* [Quoted passage]:
-------------------------

“Breathe and Rest.” This is the invitation which came in an all but audible form to a lifeless Kelly Monroe Kullberg while residing in a cabin near the ocean on the North Shore of Boston. Broken under the strain of consecutive hardships and losses, she tells of the wooing love of the Creator which draws her back to life as she embarks upon what she calls the Red Barn Run, a lengthy excursion that takes her to the water’s edge. Here, amidst nature’s glorious symphony, she finds the loving embrace of the Father, a request to rejoin the dance and a “freshly storied world.” After her experience, the Light dawned, not only illumining everything else, but illumining her as well. She went forward, not with the promise of painless days, but with the promise that God is there and is not silent.
I recently read this account of Kelly’s journey through faith and life alongside her laudable work with the Veritas Forum in Finding God Beyond Harvard. Her writing prompted a personal reflection of my own experience with regard to loss and living the Christian story. I, too, have experienced the death of dreams, though in different ways than Kelly. But the cause of my suffering is perhaps less important to this story than the fact that I have suffered and what has come about as a result of that suffering.
I originally came out on the other side of my death-of-a-dream experience with a vague numbness. There was a staying knowledge that God was good, but experientially I was starting to wonder. In the beginning, I did the only thing I knew to do --- I escaped into the pages of a good fiction novel. I stayed there as long as I could before facing my new reality. When I finally did face that new reality I didn’t like it very much, so I wept. After a few days, exhausted under the weight of disappointment, I decided that I should reengage with those in my faith community. One evening, I arrived at a gathering of a small group of friends. At first, I was able to carry on light conversation and choose topics that would relate more to others than myself. But inevitably, in keeping with the keen insight of my friends, my new reality was exposed. What happened next was, in a sense, my own Red Barn Run experience.
As my tears seemed to surge, the entire course of our evening suddenly shifted. The small group which had gathered together surrounded me and began to pray, sometimes in words and sometimes in song. Here I told of my doubts, pain and loss. Here I received prayers of hope, love and life. These friends were convinced of God’s call upon my life at a moment when I could not conceive of one on my own. They invited me to pray too, but offered to carry me until I could find the words to speak. Their message to me was “Breathe and Rest.” On my way home that night, though completely dark outside, I (like Kelly) am sure that I saw the Sun.

-------------------------

* [Given information]:
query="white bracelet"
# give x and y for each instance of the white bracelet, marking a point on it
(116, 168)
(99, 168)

-------------------------

* [Set problem A]: Transcribe the passage from the reflection on loss and faith word for word, everything from "I recently read" down to "of that suffering.".
* [Set problem B]: According to the reflection on loss and faith, where was Kelly Monroe Kullberg residing when the invitation to "Breathe and Rest" came to her?

* [Final answer A]:
I recently read this account of Kelly’s journey through faith and life alongside her laudable work with the Veritas Forum in Finding God Beyond Harvard. Her writing prompted a personal reflection of my own experience with regard to loss and living the Christian story. I, too, have experienced the death of dreams, though in different ways than Kelly. But the cause of my suffering is perhaps less important to this story than the fact that I have suffered and what has come about as a result of that suffering.

* [Final answer B]: In a cabin near the ocean on the North Shore of Boston.